#### Task details
Report each line in the entries below that contains the word "bird", copying the whole line. Case counts: only a match with the same capitalization qualifies.
-=-=-=-=-
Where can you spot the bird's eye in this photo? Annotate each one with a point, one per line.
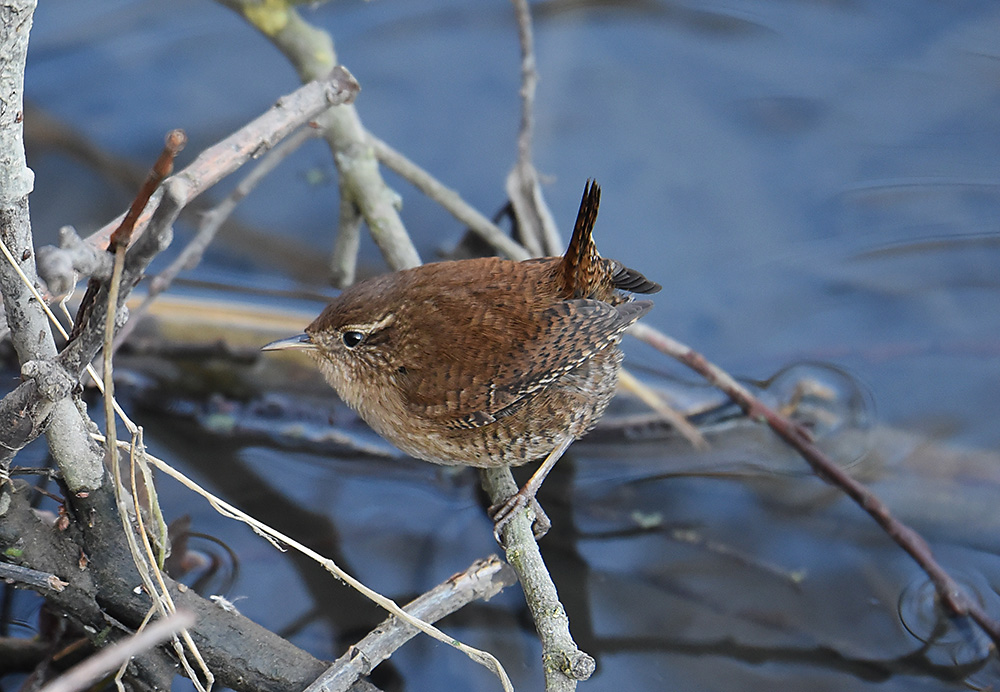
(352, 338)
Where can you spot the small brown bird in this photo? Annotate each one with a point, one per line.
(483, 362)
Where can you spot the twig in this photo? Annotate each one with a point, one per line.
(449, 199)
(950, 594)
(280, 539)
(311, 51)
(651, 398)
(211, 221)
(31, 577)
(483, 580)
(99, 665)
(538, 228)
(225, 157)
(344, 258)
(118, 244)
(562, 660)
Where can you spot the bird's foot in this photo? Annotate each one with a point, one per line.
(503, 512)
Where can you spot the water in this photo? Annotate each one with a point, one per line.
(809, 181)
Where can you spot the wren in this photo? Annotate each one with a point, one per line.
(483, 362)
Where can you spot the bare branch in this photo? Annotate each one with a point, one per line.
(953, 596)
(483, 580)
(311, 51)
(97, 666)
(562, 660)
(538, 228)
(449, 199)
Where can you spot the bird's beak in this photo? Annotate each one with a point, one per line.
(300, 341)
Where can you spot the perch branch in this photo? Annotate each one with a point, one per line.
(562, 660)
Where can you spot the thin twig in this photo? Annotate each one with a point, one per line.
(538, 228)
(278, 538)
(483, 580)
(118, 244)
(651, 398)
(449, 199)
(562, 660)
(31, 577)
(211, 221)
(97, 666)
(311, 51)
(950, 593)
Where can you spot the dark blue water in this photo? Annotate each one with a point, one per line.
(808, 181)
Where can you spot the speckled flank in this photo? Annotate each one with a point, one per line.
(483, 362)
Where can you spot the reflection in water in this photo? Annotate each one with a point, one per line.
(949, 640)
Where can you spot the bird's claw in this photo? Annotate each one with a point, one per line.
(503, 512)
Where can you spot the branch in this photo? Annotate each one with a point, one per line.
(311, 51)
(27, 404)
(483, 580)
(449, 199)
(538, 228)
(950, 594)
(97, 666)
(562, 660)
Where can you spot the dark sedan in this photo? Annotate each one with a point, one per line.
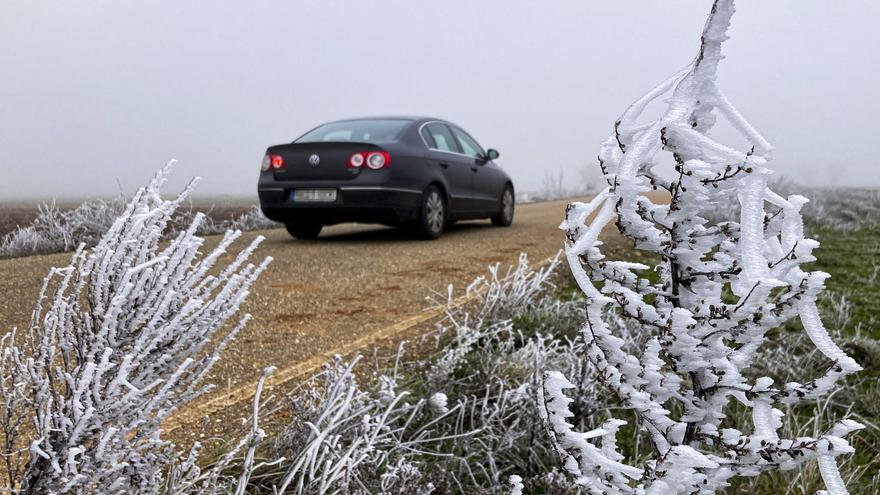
-=-=-=-=-
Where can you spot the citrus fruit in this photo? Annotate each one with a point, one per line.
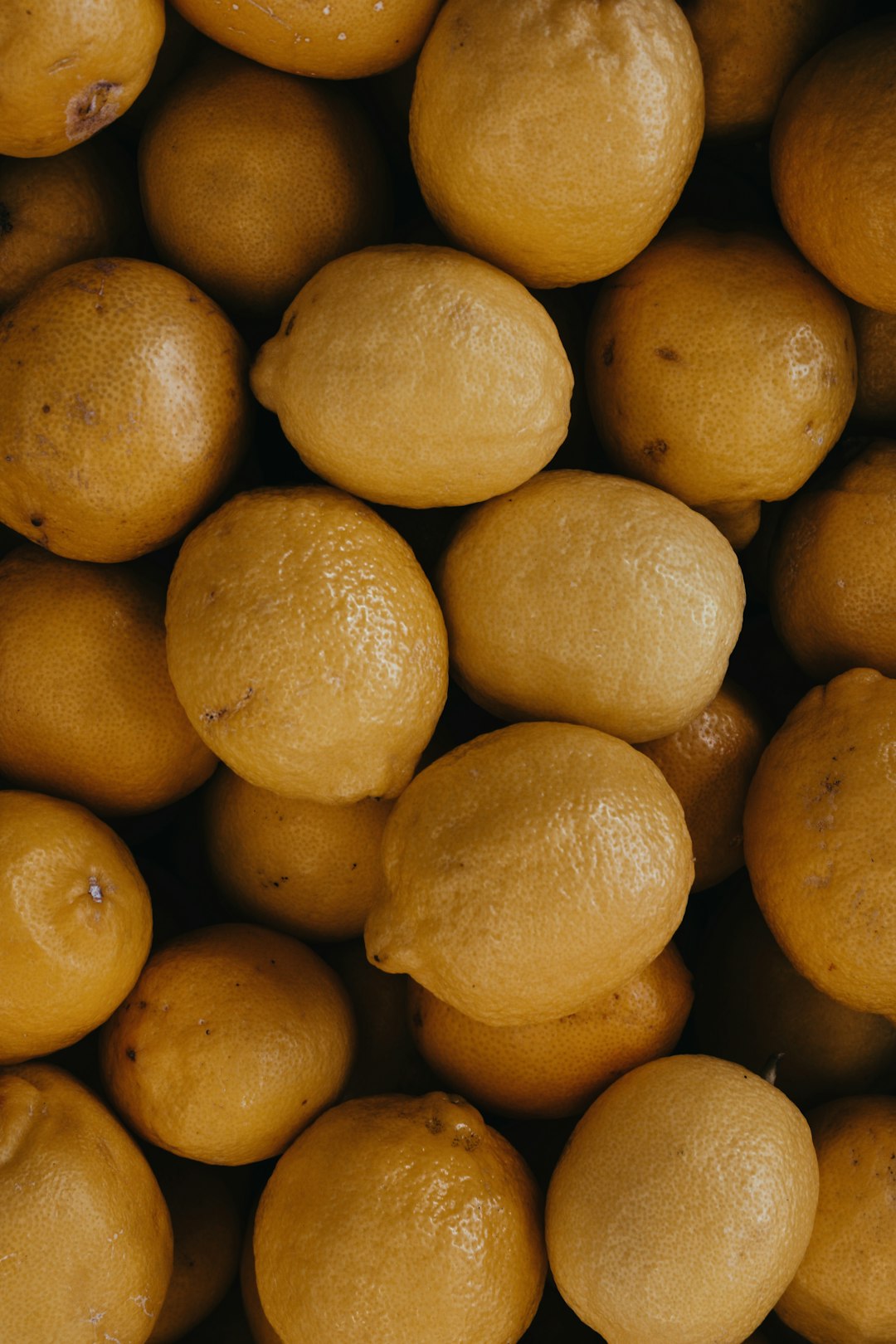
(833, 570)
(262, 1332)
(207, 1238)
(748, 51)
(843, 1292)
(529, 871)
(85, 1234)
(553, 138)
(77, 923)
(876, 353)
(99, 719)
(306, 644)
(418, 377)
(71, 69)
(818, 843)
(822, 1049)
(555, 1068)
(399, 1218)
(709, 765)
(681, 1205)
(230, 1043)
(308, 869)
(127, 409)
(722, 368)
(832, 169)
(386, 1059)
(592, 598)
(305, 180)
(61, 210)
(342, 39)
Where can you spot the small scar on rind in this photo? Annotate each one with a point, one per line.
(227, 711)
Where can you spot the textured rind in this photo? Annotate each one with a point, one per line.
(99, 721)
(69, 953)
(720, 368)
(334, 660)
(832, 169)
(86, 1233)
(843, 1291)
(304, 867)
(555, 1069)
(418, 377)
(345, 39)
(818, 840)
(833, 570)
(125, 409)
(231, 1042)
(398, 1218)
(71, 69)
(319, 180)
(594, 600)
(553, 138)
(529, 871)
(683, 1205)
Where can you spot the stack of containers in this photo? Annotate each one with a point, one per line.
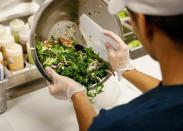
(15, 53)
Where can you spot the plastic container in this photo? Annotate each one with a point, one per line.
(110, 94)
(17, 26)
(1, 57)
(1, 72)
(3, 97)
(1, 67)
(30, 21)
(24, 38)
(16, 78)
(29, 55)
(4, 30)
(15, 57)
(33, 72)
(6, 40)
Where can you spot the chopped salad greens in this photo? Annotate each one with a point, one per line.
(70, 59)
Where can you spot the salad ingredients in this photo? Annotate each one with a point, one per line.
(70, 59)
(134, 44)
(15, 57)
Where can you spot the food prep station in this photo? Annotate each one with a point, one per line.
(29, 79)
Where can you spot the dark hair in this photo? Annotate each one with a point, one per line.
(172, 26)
-=-=-=-=-
#### Output for this task
Where can you spot the bird's eye in this photo? Annotate each one with a point, one per line.
Where can you spot the small brown bird in this photo? Annotate each one with a point, one per line.
Where can you spot the bird's foot in this photo? Annotate each one with a point, one per line.
Where can you spot the bird's beak in this photo? Annotate each one with a point, one per line.
Where can you spot the bird's claw in this photo? Annotate each one with a point, one per line.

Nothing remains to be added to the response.